WHAT IS REQUIRED
Reproduce exactly the lines from the top of the records below through the line holding "Mark every instance of the distant forest".

EXERCISE INPUT

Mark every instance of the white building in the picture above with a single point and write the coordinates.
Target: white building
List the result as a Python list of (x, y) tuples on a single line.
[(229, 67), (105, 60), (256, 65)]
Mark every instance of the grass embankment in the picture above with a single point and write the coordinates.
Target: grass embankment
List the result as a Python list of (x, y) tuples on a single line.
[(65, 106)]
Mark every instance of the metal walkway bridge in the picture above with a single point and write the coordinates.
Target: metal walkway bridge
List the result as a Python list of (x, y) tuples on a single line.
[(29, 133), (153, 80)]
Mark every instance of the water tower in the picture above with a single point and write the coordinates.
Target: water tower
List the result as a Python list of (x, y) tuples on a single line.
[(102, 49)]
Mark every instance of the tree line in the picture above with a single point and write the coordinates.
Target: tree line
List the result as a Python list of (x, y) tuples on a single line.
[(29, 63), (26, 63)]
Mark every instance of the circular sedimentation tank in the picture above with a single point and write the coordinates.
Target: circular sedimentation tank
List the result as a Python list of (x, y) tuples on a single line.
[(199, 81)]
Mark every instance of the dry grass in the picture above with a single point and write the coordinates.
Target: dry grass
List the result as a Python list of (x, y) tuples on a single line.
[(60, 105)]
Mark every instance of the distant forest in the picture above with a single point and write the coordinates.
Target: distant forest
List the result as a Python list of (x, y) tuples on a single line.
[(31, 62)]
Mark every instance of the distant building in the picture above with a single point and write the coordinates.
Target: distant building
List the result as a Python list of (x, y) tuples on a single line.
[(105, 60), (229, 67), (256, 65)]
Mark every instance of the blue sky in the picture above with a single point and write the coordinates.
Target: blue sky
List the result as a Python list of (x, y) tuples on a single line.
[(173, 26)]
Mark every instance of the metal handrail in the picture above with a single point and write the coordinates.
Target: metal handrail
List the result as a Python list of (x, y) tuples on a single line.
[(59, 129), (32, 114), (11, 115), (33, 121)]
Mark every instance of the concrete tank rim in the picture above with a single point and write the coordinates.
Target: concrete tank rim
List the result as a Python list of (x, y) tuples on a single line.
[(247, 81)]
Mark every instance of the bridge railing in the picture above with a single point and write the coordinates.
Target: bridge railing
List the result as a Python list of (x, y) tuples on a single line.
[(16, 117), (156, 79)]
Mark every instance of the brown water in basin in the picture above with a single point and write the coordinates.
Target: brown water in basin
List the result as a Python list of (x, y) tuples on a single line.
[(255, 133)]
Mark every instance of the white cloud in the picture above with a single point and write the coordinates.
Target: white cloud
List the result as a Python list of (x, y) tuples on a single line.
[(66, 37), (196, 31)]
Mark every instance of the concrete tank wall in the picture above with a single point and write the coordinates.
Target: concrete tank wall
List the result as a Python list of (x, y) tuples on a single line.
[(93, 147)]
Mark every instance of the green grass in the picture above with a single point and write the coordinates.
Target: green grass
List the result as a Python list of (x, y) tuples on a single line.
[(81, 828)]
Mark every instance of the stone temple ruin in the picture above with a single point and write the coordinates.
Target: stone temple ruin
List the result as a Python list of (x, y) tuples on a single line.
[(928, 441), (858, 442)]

RESULT OF THE EXERCISE
Mark every instance of the white building in the picture above with a single point and write the coordinates.
Target: white building
List the result as a Python list of (x, y) tuples on a single line.
[(229, 67), (105, 60), (256, 65)]
Mark every instance of the grass embankment in the picture above with a single point and write the coordinates.
Target: grass embankment
List the result as a Python list of (x, y) tuples on a single line.
[(65, 106)]
Mark every instance of the metal walkway bridge in the picture above with a single point and write the coordinates.
Target: metal walkway bridge
List the result as a Python list of (x, y) tuples on a single line.
[(29, 133), (153, 80)]
Mark every instance of the water tower in the picture above with a single point and write the coordinates.
Target: water tower
List the result as a Python list of (x, y) tuples on a single line.
[(102, 49)]
Mark every instance of the tree line in the picture above with a single point and write the coordinates.
Target: tree line
List the result as a Python list of (x, y) tuples on a single line.
[(29, 63), (26, 63)]
Mark every instance of the circular sedimentation tank in the picture above with a single point and write the coordinates.
Target: circular sedimentation tank
List the result as a Python list of (x, y) tuples on a single line.
[(199, 81)]
Mark every instance of the dry grass in the picture above with a single point and write the coordinates.
Target: dry grass
List the result as a Python list of (x, y) tuples on a single line.
[(60, 105)]
Mark every instance of the distant forest in the picture above with a single point and write the coordinates.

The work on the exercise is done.